━━ Records supplied ━━

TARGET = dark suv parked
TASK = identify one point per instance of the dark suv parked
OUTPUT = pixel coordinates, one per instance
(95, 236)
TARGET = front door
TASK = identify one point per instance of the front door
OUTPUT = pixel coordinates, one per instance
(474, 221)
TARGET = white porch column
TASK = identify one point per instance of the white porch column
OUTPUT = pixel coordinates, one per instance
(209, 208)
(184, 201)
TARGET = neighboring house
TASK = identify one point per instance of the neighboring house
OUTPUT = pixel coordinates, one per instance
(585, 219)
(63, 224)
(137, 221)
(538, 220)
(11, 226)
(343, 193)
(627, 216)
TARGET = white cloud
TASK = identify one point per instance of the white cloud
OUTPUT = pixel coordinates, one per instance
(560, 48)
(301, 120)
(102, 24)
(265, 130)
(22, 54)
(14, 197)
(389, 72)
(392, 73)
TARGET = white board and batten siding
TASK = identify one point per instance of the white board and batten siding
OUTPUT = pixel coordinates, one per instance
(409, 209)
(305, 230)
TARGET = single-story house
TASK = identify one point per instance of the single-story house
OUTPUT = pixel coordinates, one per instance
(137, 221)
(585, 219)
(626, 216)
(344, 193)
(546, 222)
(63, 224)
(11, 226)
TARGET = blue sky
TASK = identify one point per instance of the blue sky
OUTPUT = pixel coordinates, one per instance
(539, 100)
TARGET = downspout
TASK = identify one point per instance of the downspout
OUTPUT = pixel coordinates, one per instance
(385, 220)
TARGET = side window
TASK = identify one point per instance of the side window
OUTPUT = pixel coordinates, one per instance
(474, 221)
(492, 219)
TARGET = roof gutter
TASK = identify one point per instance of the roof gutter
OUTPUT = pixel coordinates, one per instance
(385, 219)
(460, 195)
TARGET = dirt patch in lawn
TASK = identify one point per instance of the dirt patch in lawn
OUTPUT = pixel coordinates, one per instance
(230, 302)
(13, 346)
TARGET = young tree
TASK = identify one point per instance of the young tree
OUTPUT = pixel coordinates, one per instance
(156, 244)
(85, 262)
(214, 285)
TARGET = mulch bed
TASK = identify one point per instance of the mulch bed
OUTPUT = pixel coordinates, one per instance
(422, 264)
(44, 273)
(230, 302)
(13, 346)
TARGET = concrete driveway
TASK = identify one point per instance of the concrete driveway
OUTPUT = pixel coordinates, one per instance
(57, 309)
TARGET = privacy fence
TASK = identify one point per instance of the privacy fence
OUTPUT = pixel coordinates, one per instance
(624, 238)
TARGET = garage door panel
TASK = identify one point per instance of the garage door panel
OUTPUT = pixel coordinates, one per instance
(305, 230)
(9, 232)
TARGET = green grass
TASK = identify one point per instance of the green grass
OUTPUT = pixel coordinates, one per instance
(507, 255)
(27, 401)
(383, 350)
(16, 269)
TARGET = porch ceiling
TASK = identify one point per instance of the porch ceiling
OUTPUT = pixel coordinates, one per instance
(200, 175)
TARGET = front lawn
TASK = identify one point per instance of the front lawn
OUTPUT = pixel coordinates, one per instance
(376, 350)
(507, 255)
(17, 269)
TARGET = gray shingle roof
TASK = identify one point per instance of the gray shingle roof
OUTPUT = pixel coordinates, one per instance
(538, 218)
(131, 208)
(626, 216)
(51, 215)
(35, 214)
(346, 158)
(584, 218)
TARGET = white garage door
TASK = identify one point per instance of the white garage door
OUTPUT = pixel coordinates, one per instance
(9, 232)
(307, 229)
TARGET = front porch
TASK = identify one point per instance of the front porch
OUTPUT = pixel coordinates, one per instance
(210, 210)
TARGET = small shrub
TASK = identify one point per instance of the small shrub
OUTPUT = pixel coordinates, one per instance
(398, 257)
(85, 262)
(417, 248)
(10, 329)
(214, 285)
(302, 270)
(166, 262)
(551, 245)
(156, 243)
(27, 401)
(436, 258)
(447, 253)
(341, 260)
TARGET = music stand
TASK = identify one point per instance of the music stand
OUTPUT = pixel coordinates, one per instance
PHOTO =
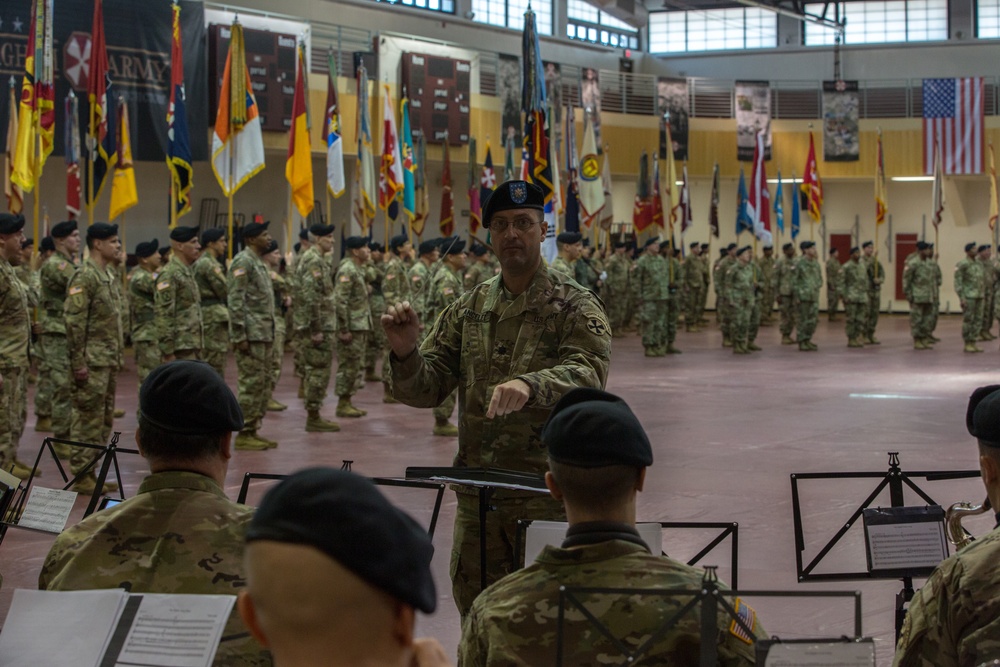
(709, 595)
(895, 479)
(728, 529)
(485, 481)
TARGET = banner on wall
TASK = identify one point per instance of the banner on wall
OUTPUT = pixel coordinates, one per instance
(840, 121)
(509, 88)
(753, 115)
(590, 96)
(672, 102)
(138, 43)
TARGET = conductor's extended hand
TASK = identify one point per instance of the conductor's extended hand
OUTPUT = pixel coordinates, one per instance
(402, 328)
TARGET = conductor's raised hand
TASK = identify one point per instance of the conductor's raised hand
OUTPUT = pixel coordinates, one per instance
(402, 328)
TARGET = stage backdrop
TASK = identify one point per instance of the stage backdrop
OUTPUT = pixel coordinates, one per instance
(138, 39)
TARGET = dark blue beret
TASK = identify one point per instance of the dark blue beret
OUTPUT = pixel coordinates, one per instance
(591, 428)
(189, 397)
(511, 195)
(345, 517)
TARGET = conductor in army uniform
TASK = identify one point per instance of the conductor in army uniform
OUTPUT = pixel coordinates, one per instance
(513, 345)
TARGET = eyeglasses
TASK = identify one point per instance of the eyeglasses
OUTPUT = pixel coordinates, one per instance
(520, 224)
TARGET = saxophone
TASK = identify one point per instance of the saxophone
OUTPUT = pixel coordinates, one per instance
(953, 519)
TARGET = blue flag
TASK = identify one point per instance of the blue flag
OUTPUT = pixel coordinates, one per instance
(743, 221)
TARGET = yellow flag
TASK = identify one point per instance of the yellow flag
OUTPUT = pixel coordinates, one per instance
(123, 193)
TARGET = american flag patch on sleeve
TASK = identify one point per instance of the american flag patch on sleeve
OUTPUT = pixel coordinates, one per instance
(748, 616)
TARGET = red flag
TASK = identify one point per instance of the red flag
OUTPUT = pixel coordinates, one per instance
(811, 185)
(447, 223)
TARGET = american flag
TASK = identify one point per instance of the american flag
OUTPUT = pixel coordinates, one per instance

━━━

▶ Task directions
Would you please retype the material above exactly and leave out each picture?

▶ Written answer
TARGET = dark suv parked
TASK = identify one point per instance of the dark suv parked
OUTPUT = pixel coordinates, one per instance
(95, 236)
TARGET = front door
TASK = identify one point per instance of the front door
OUTPUT = pixel coordinates, one per instance
(474, 221)
TARGET = white porch column
TASK = identify one point per instance of the white porch column
OUTPUT = pixel coordinates, one per instance
(209, 208)
(184, 201)
TARGET = neighboring house
TASK = identify one point per instance of the neighboring house
OUTPUT = pixel coordinates, one per instance
(585, 219)
(63, 224)
(137, 221)
(538, 220)
(11, 226)
(343, 193)
(627, 216)
TARGET = white cloud
TASK = identify one point per instance of the white cloud
OUTPUT = pixel coordinates, one per instance
(560, 48)
(301, 120)
(102, 24)
(265, 130)
(22, 54)
(14, 197)
(389, 72)
(392, 73)
TARGET = white board and batten siding
TASK = identify one point per instance of the white board and batten siding
OUTPUT = pixel coordinates, one per instance
(409, 209)
(305, 230)
TARGET = single-story house
TASK = identify one point per instance of the single-story house
OUTPUT = pixel coordinates, one per instance
(137, 221)
(585, 219)
(626, 216)
(344, 193)
(546, 222)
(63, 224)
(11, 226)
TARGET = blue sky
TASK = identify one point per instance of the blue sky
OUTPUT = pixel coordinates, one per instance
(539, 100)
TARGET = downspout
TASK = identify one point per instance of the downspout
OUTPUT = pixel coordinates, one per instance
(385, 220)
TARGET = side window
TASK = identify one point per instance of the side window
OUTPUT = pixel coordinates, one per instance
(474, 221)
(492, 219)
TARGET = roof gutter
TASK = identify one point per instance of the roof gutter
OUTPUT = pixel coordinates, one per instance
(385, 219)
(460, 195)
TARGET = dirt patch in lawn
TASK = identify one point per instance of the dirt patch in lawn
OUTPUT = pixel coordinates, one per instance
(230, 302)
(13, 346)
TARGET = young tree
TASK = identify one point per instance of the young tree
OUTPUT = pixel coordinates, one per instance
(156, 244)
(85, 262)
(214, 285)
TARGET = mulch bed
TASK = identify one point per instance of the mulch bed
OUTPUT = pixel coordinates, one per instance
(422, 264)
(44, 273)
(230, 302)
(13, 346)
TARGET = concrete driveway
TASK = identify one point per instance of the concrete driveway
OUTPUT = pixel coordinates, one per instance
(57, 309)
TARGET = privacy fence
TASK = identify one point per instance of the privacy fence
OUTPUT = pixel coordinates, one per instance
(624, 238)
TARGET = garage door panel
TASK = identify one point per instance of the garage door panel
OUTPUT = pixel coordinates, one per instance
(305, 230)
(9, 232)
TARGET = green grass
TASK = identify one point per instance of the green grass
OUTPUT = pixel coordinates, one per instance
(507, 255)
(27, 401)
(383, 350)
(16, 269)
TARGET = porch ceiling
TASK = identify one point per instance of the porch ceiling
OUTPUT = pixel coordinates, one per instance
(200, 175)
TARGET = front lawn
TASK = identify one point per instance of the front lawn
OUTPUT = pixel coordinates, one per instance
(376, 350)
(507, 255)
(17, 269)
TARGET = gray shingle roof
TASK = identify one point per instance of the gray shingle roof
OUTPUT = pixel coordinates, one per instance
(538, 218)
(131, 208)
(626, 216)
(51, 215)
(35, 214)
(346, 158)
(584, 218)
TARGET = white garage door
TASK = identify one point per instance of the white garage door
OUTPUT = pixel coordinates, one per instance
(9, 232)
(307, 229)
TARGET = front porch
TASK = identify one point per instance of the front porch
OUTPUT = pixel coordinates, one per instance
(210, 210)
TARGET = small shrub
TASK = identify one point per instance of the small shrub
OUTPUT = pixel coordinates, one per instance
(398, 257)
(85, 262)
(417, 248)
(10, 329)
(214, 285)
(302, 270)
(166, 262)
(551, 245)
(156, 243)
(27, 401)
(436, 258)
(447, 253)
(341, 260)
TARGET = music stand
TASK = identify one point per instance of the music stand
OUTPUT = pixel coordinates, one per instance
PHOTO =
(709, 595)
(895, 479)
(728, 529)
(485, 481)
TARGET = banner on wall
TASK = identify one point per instance of the banner on wall
OUTPUT = pixel coordinates, one per instance
(840, 121)
(509, 88)
(753, 115)
(590, 96)
(672, 102)
(138, 43)
TARGET = conductor's extended hand
TASK = identify one point per instance of the conductor's extended hand
OUTPUT = pixel coordinates, one per instance
(402, 328)
TARGET = conductor's raised hand
TASK = identify one point per instance of the conductor's raised hand
OUTPUT = pixel coordinates, one per instance
(402, 328)
TARGET = stage backdrop
TASK = identify one point per instance of the stage backdrop
OUTPUT = pixel coordinates, one per instance
(138, 39)
TARGET = dark blue beret
TASK = identify one point per instance of the dark blue beret
OUTPUT = pixel coordinates, one per instance
(591, 428)
(189, 397)
(511, 195)
(345, 517)
TARGET = conductor in army uniform
TASK = identify one point per instance of the conductor in army uniform
OUTPUT = pixel coordinates, one per instance
(513, 345)
TARGET = eyeglasses
TASK = identify one point per instance of the eyeglasses
OUTPUT = pixel coordinates, one per instance
(520, 224)
TARGET = saxophone
TASK = identify one point per instance of the saxophone
OUTPUT = pixel coordinates, one per instance
(953, 519)
TARGET = blue flag
TASK = identify one point per instance of the blue flag
OUTPUT = pixel coordinates, one per instance
(743, 221)
TARGET = yellow flag
TASK = identify one point per instance of the yellow flag
OUTPUT = pixel coordinates, one per instance
(123, 193)
TARGET = american flag patch on sleeve
TASK = identify one point per instance of the american flag patch on sleeve
OUTPUT = pixel coordinates, one per instance
(748, 616)
TARGET = red flag
TASK = identify one point per instance of the red flag
OUTPUT = pixel coordinates, one per instance
(811, 185)
(447, 223)
TARGET = american flag
TASK = identify one point per instance of the american flag
OUTPUT = pixel coordinates, one per instance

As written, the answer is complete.